Work task: For every entry, reproduce the wording exactly and omit any image it holds.

--- Data for analysis Enclosed Below ---

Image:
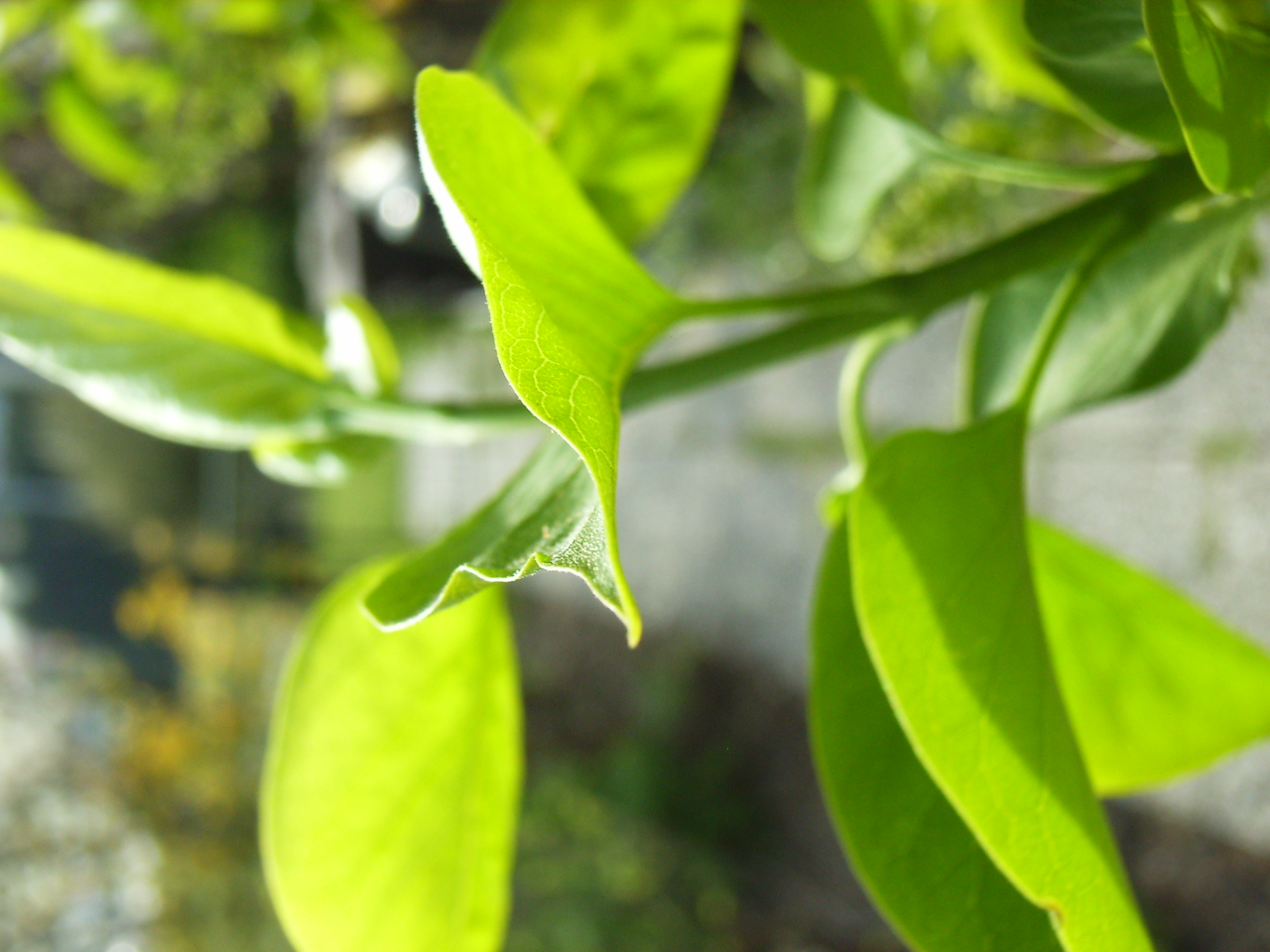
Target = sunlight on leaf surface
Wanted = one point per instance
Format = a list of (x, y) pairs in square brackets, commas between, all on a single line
[(393, 778), (947, 604)]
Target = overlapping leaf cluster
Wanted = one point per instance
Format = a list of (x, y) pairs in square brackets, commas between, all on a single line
[(979, 678)]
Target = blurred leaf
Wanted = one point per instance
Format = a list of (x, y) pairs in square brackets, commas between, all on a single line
[(944, 592), (1157, 687), (359, 347), (855, 155), (1147, 313), (547, 517), (912, 852), (195, 359), (325, 462), (846, 40), (994, 33), (1215, 60), (572, 309), (393, 778), (1097, 50), (16, 202), (90, 137), (626, 91)]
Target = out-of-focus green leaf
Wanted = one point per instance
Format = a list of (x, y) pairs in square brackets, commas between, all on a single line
[(359, 347), (195, 359), (945, 601), (910, 848), (572, 309), (1156, 687), (844, 40), (16, 202), (393, 779), (994, 33), (324, 462), (361, 353), (1097, 50), (626, 91), (547, 517), (1146, 315), (855, 154), (1215, 60), (91, 139)]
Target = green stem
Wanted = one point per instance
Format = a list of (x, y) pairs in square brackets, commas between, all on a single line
[(1170, 181), (1026, 172), (432, 422), (1062, 304)]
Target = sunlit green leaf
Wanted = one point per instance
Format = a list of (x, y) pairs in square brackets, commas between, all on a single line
[(947, 606), (1215, 60), (626, 91), (547, 517), (91, 139), (1097, 50), (846, 40), (197, 359), (393, 778), (856, 153), (1146, 315), (572, 309), (910, 848), (1156, 687)]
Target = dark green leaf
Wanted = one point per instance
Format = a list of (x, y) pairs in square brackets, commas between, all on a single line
[(548, 517), (91, 139), (195, 359), (846, 40), (947, 604), (856, 153), (910, 848), (1097, 50), (1147, 313), (1156, 687), (626, 91), (572, 309), (393, 777), (1215, 60)]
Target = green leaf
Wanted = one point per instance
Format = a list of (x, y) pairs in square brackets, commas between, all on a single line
[(572, 309), (855, 154), (393, 779), (90, 137), (1148, 311), (547, 517), (1156, 687), (195, 359), (910, 848), (1097, 50), (1215, 60), (947, 606), (626, 91), (846, 40)]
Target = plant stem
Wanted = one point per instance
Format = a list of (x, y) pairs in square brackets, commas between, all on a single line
[(434, 422), (829, 315), (853, 385), (1064, 302), (1170, 181)]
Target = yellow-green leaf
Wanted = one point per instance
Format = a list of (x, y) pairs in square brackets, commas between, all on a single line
[(1156, 687), (572, 308), (947, 604), (912, 852), (393, 779), (1215, 60), (626, 91)]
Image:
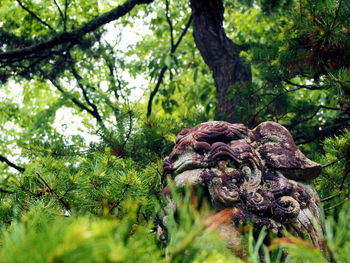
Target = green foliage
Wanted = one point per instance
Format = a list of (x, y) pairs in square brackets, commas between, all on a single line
[(94, 194)]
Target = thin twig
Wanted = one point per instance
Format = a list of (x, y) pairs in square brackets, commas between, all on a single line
[(60, 199), (11, 164), (74, 35), (170, 24), (163, 70), (6, 191), (335, 206), (333, 162), (129, 132), (343, 181), (328, 198), (60, 11)]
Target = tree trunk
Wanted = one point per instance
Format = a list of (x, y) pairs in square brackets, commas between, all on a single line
[(220, 54)]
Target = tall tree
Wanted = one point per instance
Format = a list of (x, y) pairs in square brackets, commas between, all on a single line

--- End of Enclosed Data for analysis ---

Solution:
Image:
Target = sunlight on leaf surface
Wanted = one point per instance
Format = a list of (x, y) pairs in square brackets, commas between, all on a single line
[(393, 778), (947, 604)]
Target = overlapping leaf cluster
Wanted = one point per instance
Format = a list of (x, y) pairs in square brackets, commas between, all on a single line
[(979, 678)]
Target = blurred leaf
Wanted = one point per instance
Format = a list of (x, y) pairs in square brackets, commas between, all on a single line
[(944, 592), (1157, 687), (359, 347), (855, 155), (1147, 313), (547, 517), (912, 852), (195, 359), (325, 462), (846, 40), (994, 33), (1215, 60), (572, 309), (393, 778), (1097, 50), (16, 202), (90, 137), (626, 91)]
Target = out-of-focus green leaf
Wanted = one point per instance
Format = a list of (x, y) pairs in square brackets, commas between, all on a single line
[(359, 347), (195, 359), (945, 601), (910, 848), (572, 309), (1156, 687), (844, 40), (16, 202), (393, 779), (994, 33), (324, 462), (361, 353), (1097, 50), (626, 91), (547, 517), (1146, 315), (855, 154), (1215, 60), (91, 139)]
Target = green stem
Wanted = one point per instance
Format = a list of (x, y) pairs in square brackets, commas between, all on a single line
[(1170, 181), (1026, 172), (432, 422), (1062, 304)]
Target = sunlit green leaf
Wanted = one point per instance
Format = a list of (x, y) pairs in square brackets, commas between, all on a single line
[(947, 606), (1215, 60), (626, 91), (547, 517), (91, 139), (1097, 50), (846, 40), (197, 359), (393, 778), (856, 153), (1146, 315), (572, 309), (910, 848), (1156, 687)]
Target = dark green leaf
Wanted = one point per instance
Format = a list of (x, y) pairs in square brackets, commas between, all on a single line
[(548, 517), (91, 139), (195, 359), (846, 40), (947, 604), (856, 153), (910, 848), (1097, 50), (1147, 313), (1156, 687), (626, 91), (572, 309), (393, 777), (1215, 60)]
Target = green leaf
Wanted = one point per instance
Format = a list of (x, y) pairs in square brackets, commas between, all on a single line
[(572, 309), (855, 154), (393, 779), (90, 137), (1148, 311), (547, 517), (1156, 687), (195, 359), (910, 848), (1097, 50), (1215, 60), (947, 606), (626, 91), (846, 40)]
Target = plant stem
Wanted = one point per instance
Format = a list of (x, y) pairs in square brackets, commas between, all on a single line
[(434, 422), (829, 315), (853, 385), (1064, 302), (1170, 181)]
Target = yellow-green leaf
Wanted = one point per instance
Format = a list of (x, y) pairs in square brackets, commas between, all on a single line
[(1156, 687), (572, 308), (947, 604), (912, 852), (393, 779), (1215, 60), (626, 91)]
Image:
Target = green foliage
Wanted = one point per instance
Format = a list of (x, y) pairs in square brackets, commas between, all on a single line
[(94, 194)]
Target = thin twig
Wanted = one point per instance
Format = a list of (x, y) pairs in square brackets, commas between, all on a single line
[(60, 199), (11, 164), (74, 35), (170, 24), (163, 70), (6, 191), (335, 206), (333, 162), (129, 132), (343, 181), (328, 198), (60, 11)]
Target = tree trunk
Wanted = one point per instance
Format = a list of (x, y) pairs in square brackets, commas between, all on a single line
[(220, 54)]
Target = tall tree
Wanted = one point per instance
Format = a list of (x, y) pairs in square brackets, commas between, all on a single line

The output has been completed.